- Excerpt provided:
────────────────
Credit: Pontus Skoglund/Harvard Medical School
Native American origins have been a matter of contention for decades, says Theodore Schurr, an anthropological geneticist at the University of Pennsylvania who wasn’t involved in either study. Native Americans share ancestry but are genetically and culturally diverse, speaking hundreds of different languages. Seeds of that diversity germinated from the founding populations that moved across the Bering land bridge at the end of the last Ice Age, so the ancestral population must have been a complex mix of people, Schurr says. Skoglund and colleagues’ two-population argument that more than one group contributed to Native Americans’ genetic heritage is consistent with that view.
Connie Mulligan, a molecular anthropologist at the University of Florida in Gainesville, sees it differently. Much of the variation among native peoples in the Americas may have arisen after they reached the Western Hemisphere, she says. Australians and Amazonians may randomly have developed the same genetic patterns through a process known as genetic drift, she says.
Once in the Americas, native people did go their own way. Data from Nielsen’s one-population team point to a genetic split between northern and southern Native Americans that happened about 13,000 years ago. That’s about the same time a culture known as Clovis began to dominate North America. Researchers have recently discovered that an ancient child known as Anzick-1 who was part of the Clovis culture is an ancestor to all Native Americans (SN: 3/22/14, p. 6).
This isn’t the first time a connection between Australia and the Americas has been proposed. Researchers had previously noticed that skulls of ancient Americans resembled those of native Australians and Melanesians. Some people thought a group called Paleoamericans originated in Asia and gave rise to both the earliest settlers of the Americas and to present-day native Australians and Melanesians. Paleoamericans were replaced by a wave of people crossing the Bering land bridge later.
────────────────
- Questions:
(a) Sum up the passage on Native American origins in two sentences.
(b) In the passage on Native American origins, when did the genetic split between northern and southern Native Americans happen, according to Nielsen's team?
(c) Keep writing the passage on Native American origins, starting right after its last sentence.
The lines below come from a different source.

- Dataset entries:
────────────────
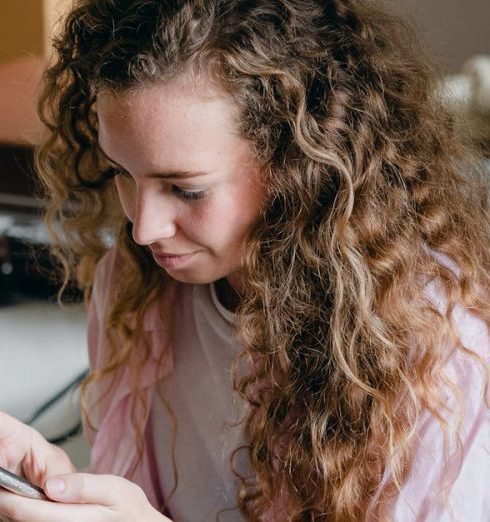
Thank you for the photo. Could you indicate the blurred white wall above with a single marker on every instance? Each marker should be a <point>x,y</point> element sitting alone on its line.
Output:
<point>454,30</point>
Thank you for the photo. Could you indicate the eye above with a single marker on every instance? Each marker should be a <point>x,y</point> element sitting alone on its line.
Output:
<point>188,194</point>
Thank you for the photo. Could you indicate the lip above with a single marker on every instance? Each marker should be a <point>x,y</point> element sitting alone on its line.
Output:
<point>166,260</point>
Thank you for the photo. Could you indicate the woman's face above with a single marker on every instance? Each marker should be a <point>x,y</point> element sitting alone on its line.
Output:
<point>187,182</point>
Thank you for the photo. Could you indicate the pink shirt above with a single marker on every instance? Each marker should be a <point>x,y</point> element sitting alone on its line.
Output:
<point>114,451</point>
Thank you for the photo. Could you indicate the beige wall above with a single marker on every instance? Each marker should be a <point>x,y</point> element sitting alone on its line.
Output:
<point>21,27</point>
<point>454,30</point>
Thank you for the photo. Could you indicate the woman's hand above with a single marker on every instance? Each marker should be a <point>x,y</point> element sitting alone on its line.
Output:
<point>83,497</point>
<point>25,452</point>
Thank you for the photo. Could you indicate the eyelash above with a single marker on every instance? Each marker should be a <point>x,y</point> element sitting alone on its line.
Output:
<point>189,195</point>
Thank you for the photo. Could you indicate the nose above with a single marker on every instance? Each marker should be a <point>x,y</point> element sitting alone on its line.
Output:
<point>153,221</point>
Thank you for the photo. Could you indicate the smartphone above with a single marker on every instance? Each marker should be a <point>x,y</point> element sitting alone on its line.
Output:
<point>20,486</point>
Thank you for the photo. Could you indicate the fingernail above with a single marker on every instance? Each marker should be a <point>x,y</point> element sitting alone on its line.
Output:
<point>55,486</point>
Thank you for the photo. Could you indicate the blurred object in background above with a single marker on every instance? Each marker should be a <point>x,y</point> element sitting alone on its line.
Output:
<point>19,82</point>
<point>467,94</point>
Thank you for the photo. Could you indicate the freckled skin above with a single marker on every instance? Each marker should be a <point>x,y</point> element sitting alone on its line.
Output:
<point>172,127</point>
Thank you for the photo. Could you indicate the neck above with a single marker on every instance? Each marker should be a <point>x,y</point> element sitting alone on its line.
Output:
<point>227,295</point>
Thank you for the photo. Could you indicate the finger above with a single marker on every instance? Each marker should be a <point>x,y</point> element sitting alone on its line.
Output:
<point>20,509</point>
<point>87,488</point>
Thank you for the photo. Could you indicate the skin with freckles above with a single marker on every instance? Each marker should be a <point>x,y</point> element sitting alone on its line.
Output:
<point>186,179</point>
<point>187,182</point>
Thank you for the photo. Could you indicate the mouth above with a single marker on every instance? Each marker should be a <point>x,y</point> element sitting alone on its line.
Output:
<point>166,260</point>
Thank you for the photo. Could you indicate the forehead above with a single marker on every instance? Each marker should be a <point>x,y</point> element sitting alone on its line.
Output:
<point>171,121</point>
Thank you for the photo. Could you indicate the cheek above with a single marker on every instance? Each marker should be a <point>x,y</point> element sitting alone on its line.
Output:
<point>126,193</point>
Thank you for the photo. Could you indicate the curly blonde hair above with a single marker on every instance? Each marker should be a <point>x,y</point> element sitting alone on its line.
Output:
<point>370,186</point>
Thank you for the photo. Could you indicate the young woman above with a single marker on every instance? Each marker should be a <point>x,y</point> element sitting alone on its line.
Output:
<point>285,246</point>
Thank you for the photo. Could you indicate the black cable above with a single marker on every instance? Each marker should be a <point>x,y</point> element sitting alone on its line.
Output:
<point>53,400</point>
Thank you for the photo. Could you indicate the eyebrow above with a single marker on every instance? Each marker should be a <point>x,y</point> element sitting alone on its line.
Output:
<point>170,174</point>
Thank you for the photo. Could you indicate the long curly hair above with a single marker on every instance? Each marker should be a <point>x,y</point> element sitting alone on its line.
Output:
<point>373,198</point>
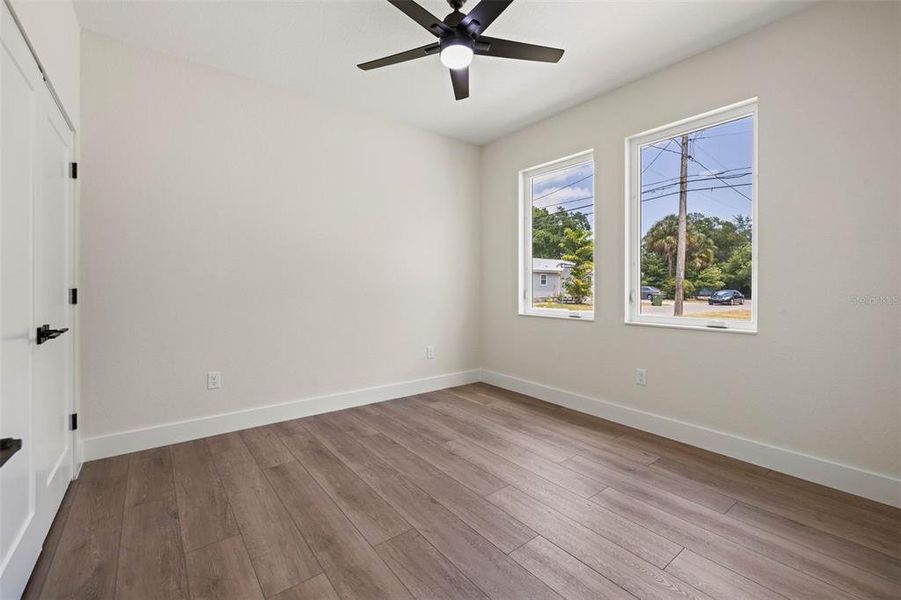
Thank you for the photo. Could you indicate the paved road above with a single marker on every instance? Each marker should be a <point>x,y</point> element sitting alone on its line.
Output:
<point>689,308</point>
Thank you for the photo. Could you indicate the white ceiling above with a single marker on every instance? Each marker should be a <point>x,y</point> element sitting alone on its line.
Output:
<point>312,46</point>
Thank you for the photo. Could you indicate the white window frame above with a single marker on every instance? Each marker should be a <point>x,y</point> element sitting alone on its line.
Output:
<point>633,316</point>
<point>525,237</point>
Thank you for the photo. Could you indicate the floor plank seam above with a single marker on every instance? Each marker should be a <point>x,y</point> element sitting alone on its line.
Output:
<point>647,511</point>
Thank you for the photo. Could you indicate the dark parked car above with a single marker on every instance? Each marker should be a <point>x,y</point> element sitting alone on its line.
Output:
<point>648,292</point>
<point>726,297</point>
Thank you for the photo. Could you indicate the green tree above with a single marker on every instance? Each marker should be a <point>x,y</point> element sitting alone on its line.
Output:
<point>711,277</point>
<point>578,248</point>
<point>737,270</point>
<point>662,238</point>
<point>548,230</point>
<point>653,269</point>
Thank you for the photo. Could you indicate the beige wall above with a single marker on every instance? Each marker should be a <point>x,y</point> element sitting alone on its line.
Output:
<point>822,376</point>
<point>52,28</point>
<point>298,249</point>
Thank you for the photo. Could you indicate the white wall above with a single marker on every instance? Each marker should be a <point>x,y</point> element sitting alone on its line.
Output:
<point>52,28</point>
<point>822,376</point>
<point>298,249</point>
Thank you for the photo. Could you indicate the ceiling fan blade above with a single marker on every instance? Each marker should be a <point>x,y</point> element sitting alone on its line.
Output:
<point>460,79</point>
<point>432,23</point>
<point>401,57</point>
<point>518,50</point>
<point>485,12</point>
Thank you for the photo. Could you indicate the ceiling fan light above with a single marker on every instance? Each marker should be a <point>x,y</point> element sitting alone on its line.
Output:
<point>456,56</point>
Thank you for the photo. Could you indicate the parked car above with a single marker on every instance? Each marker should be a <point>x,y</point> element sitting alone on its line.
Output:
<point>648,292</point>
<point>726,297</point>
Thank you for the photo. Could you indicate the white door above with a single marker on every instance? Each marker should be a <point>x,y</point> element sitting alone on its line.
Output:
<point>35,270</point>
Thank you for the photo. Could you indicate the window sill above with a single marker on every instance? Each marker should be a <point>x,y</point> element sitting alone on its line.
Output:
<point>693,326</point>
<point>554,314</point>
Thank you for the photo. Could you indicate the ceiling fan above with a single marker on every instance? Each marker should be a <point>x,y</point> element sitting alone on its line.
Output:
<point>460,37</point>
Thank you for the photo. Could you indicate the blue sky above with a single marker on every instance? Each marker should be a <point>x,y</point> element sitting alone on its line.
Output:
<point>725,150</point>
<point>570,188</point>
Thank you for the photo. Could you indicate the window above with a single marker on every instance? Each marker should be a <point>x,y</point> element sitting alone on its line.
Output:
<point>692,227</point>
<point>557,238</point>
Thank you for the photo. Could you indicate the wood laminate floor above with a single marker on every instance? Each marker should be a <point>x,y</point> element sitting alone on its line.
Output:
<point>468,493</point>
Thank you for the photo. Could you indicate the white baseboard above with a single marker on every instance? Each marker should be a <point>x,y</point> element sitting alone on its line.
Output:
<point>876,486</point>
<point>122,442</point>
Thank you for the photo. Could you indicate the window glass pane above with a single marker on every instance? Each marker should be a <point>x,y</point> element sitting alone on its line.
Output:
<point>695,209</point>
<point>562,263</point>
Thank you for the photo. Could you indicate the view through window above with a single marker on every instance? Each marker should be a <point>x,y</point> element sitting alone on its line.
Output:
<point>559,269</point>
<point>696,231</point>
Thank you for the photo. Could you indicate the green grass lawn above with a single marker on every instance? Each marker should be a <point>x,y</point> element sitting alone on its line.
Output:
<point>743,314</point>
<point>563,306</point>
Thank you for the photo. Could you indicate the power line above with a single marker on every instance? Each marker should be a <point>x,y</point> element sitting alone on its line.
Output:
<point>690,176</point>
<point>696,179</point>
<point>563,187</point>
<point>702,189</point>
<point>734,188</point>
<point>655,158</point>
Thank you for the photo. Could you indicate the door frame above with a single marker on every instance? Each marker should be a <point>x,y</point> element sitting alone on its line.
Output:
<point>74,242</point>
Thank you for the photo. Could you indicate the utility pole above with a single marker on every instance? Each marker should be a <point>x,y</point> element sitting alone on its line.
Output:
<point>682,231</point>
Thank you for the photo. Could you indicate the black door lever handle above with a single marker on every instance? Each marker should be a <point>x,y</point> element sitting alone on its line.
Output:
<point>45,333</point>
<point>8,447</point>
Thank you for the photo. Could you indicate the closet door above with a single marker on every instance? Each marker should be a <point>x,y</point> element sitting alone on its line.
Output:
<point>35,268</point>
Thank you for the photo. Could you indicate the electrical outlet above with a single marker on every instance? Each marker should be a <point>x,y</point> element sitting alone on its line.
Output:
<point>213,380</point>
<point>641,376</point>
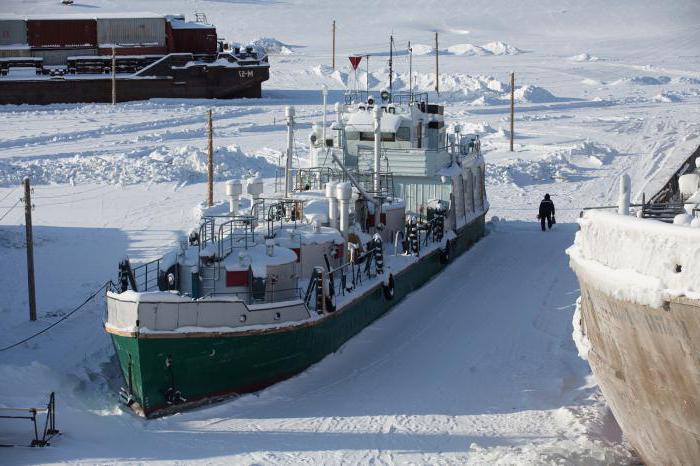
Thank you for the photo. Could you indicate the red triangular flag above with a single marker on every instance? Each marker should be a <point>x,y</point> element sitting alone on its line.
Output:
<point>355,61</point>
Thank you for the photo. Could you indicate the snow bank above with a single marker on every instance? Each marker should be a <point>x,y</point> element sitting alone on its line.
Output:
<point>501,48</point>
<point>159,165</point>
<point>271,46</point>
<point>583,57</point>
<point>569,162</point>
<point>637,260</point>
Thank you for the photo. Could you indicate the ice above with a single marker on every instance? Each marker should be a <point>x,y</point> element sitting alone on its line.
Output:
<point>479,366</point>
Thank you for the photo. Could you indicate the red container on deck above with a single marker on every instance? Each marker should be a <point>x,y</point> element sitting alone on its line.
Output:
<point>62,32</point>
<point>134,50</point>
<point>193,40</point>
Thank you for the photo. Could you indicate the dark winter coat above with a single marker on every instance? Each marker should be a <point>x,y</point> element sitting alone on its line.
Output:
<point>546,208</point>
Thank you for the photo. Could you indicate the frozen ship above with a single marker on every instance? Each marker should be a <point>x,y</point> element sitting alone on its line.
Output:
<point>121,57</point>
<point>259,293</point>
<point>638,319</point>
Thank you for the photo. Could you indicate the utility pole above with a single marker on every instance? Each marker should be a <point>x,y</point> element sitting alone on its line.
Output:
<point>512,109</point>
<point>31,288</point>
<point>367,75</point>
<point>391,66</point>
<point>410,69</point>
<point>114,76</point>
<point>210,164</point>
<point>333,45</point>
<point>437,68</point>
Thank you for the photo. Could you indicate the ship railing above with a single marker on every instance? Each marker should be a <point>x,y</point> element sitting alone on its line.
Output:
<point>399,98</point>
<point>266,296</point>
<point>236,233</point>
<point>663,211</point>
<point>281,212</point>
<point>343,279</point>
<point>315,178</point>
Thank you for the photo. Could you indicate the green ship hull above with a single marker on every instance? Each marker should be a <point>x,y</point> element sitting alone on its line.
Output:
<point>206,368</point>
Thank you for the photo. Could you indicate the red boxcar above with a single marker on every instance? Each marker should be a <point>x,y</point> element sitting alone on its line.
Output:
<point>62,32</point>
<point>134,50</point>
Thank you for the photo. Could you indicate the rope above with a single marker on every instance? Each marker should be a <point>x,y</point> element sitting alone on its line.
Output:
<point>59,320</point>
<point>10,209</point>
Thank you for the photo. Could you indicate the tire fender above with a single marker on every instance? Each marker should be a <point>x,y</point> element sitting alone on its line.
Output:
<point>388,287</point>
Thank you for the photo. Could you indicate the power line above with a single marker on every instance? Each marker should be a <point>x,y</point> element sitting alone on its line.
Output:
<point>59,320</point>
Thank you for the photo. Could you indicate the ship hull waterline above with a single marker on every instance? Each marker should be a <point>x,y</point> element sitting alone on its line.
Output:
<point>207,368</point>
<point>645,361</point>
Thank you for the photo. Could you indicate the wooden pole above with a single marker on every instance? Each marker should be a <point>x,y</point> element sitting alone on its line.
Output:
<point>114,76</point>
<point>368,75</point>
<point>512,109</point>
<point>437,66</point>
<point>30,248</point>
<point>210,164</point>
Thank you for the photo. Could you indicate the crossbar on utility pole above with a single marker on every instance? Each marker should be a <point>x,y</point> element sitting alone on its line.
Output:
<point>333,45</point>
<point>512,109</point>
<point>210,162</point>
<point>114,76</point>
<point>31,288</point>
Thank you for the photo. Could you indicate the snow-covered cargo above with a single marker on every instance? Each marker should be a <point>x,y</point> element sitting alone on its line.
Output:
<point>131,31</point>
<point>53,57</point>
<point>13,32</point>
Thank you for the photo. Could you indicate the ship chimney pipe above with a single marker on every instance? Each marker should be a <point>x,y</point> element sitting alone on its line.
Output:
<point>324,92</point>
<point>344,193</point>
<point>332,204</point>
<point>623,207</point>
<point>234,189</point>
<point>377,146</point>
<point>289,113</point>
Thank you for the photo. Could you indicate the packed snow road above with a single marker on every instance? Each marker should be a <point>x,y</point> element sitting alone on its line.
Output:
<point>478,366</point>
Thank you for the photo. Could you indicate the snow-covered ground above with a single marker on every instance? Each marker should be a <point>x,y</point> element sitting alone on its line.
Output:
<point>476,367</point>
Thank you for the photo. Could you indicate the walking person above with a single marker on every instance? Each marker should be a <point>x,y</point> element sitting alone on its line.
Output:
<point>546,212</point>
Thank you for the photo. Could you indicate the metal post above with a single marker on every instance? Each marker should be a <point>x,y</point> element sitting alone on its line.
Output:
<point>437,69</point>
<point>30,248</point>
<point>512,109</point>
<point>623,207</point>
<point>210,164</point>
<point>333,45</point>
<point>114,76</point>
<point>324,92</point>
<point>290,151</point>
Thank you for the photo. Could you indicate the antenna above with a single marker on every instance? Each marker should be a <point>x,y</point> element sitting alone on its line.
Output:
<point>391,66</point>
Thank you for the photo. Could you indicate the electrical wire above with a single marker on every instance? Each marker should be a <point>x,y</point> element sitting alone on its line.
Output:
<point>87,300</point>
<point>10,209</point>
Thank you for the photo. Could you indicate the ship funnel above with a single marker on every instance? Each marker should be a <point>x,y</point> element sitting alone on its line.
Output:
<point>344,193</point>
<point>377,146</point>
<point>234,189</point>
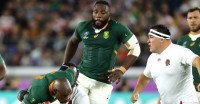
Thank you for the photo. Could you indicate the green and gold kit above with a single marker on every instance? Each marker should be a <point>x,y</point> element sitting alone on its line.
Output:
<point>100,47</point>
<point>39,89</point>
<point>194,46</point>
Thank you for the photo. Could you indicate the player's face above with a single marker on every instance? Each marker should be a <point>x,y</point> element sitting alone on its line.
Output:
<point>154,44</point>
<point>193,19</point>
<point>100,15</point>
<point>63,96</point>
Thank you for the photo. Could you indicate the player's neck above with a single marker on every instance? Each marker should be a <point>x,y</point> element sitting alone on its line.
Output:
<point>194,33</point>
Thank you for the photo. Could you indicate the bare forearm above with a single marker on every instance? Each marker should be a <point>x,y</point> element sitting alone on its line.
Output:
<point>70,50</point>
<point>129,61</point>
<point>141,83</point>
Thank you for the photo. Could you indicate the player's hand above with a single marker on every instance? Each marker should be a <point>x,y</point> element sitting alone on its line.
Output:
<point>115,75</point>
<point>134,97</point>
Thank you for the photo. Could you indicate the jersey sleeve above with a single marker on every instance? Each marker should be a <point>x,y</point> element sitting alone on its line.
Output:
<point>124,33</point>
<point>188,57</point>
<point>147,69</point>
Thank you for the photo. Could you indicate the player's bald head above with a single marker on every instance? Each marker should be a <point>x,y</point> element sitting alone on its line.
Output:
<point>62,90</point>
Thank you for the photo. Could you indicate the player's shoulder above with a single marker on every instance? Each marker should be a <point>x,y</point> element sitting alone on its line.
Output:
<point>116,23</point>
<point>179,48</point>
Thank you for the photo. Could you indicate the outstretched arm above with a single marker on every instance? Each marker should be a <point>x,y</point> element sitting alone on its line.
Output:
<point>71,48</point>
<point>141,84</point>
<point>134,51</point>
<point>196,63</point>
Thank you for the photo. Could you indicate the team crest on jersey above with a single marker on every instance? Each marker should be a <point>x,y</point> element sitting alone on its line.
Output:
<point>106,34</point>
<point>86,35</point>
<point>167,62</point>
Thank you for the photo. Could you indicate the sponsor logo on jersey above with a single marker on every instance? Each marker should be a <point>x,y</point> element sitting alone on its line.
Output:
<point>167,62</point>
<point>192,44</point>
<point>106,34</point>
<point>96,35</point>
<point>86,35</point>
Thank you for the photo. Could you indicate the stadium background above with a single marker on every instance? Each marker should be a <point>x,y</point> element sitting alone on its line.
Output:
<point>34,33</point>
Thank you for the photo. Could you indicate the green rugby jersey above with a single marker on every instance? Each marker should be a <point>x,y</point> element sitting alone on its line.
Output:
<point>100,49</point>
<point>39,89</point>
<point>194,46</point>
<point>1,60</point>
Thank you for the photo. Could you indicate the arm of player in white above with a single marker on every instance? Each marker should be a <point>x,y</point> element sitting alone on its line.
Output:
<point>133,45</point>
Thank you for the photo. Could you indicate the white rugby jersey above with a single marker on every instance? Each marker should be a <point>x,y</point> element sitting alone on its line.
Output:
<point>172,72</point>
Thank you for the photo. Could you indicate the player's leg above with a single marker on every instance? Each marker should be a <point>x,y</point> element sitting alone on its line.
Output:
<point>198,95</point>
<point>79,96</point>
<point>100,93</point>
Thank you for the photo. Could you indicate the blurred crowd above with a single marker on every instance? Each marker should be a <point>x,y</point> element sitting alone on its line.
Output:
<point>35,32</point>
────────────────
- Your responses:
(a) Researchers disagree about Native American origins: Theodore Schurr says the founding population must have been a complex mix, which fits Skoglund's two-population argument, while Connie Mulligan says much of the variation may have arisen after people reached the Americas, possibly through genetic drift. Nielsen's team found a genetic split between northern and southern Native Americans about 13,000 years ago, and earlier skull studies had already suggested a link between ancient Americans and native Australians and Melanesians.

(b) About 13,000 years ago.

(c)
Skoglund and colleagues conclude in Nature that more data, particularly from ancient DNA, is needed to address the question. In the Science one-population study, Nielsen and colleagues did just that; they examined DNA from 17 ancient people from Mexico, Chile and Argentina who had the characteristic Paleoamerican skull shape. Despite their skull shape, the ancient people didn’t genetically resemble Australians. Instead, they were clearly related to other Native Americans.
It’s clear that the genetic signal isn’t from ancient Australians migrating directly to South America, says Jennifer Raff, an anthropological geneticist at the University of Texas at Austin. She agrees that the pattern may represent a subgroup of people who lived along the Bering land bridge, a now underwater region known as Beringia, for thousands of years before crossing into the Americas. The two research groups’ findings can be reconciled, she says. Both papers are exciting because they give researchers hints about the first Americans.